Please transcribe the listing below in full, exactly as written, leaving out its pictures.

+-------+

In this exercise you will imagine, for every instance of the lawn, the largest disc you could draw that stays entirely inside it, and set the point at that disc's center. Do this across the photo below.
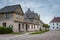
(39, 32)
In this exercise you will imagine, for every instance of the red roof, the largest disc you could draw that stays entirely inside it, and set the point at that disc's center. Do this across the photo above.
(56, 19)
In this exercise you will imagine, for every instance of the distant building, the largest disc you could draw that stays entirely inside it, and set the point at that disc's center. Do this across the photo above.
(13, 16)
(55, 23)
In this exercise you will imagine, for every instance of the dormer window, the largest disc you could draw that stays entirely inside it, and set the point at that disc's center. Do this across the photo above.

+-------+

• [Answer box]
In this exercise you will imagine, for every instance of the lawn, the largest disc you could draw that stays entirely inside it, and set the point at that disc's center. Do this across the photo below.
(39, 32)
In this exercise you will imagine, for every instance of the red roof, the largest disc you could draw that stays entirely inside it, and set the point at that disc's center. Do this across the photo above.
(56, 19)
In this exercise you will imagine, for every instance of the distant building, the largest disc you could draw that stays entirely inside it, and set the point at that disc's center. Do this across the photo above.
(13, 16)
(55, 23)
In this exercise you will imagine, for every instance of the dormer window, the largest disc you could draw that stays entirely inside it, and set the point at that disc's center. Do this across the photo above.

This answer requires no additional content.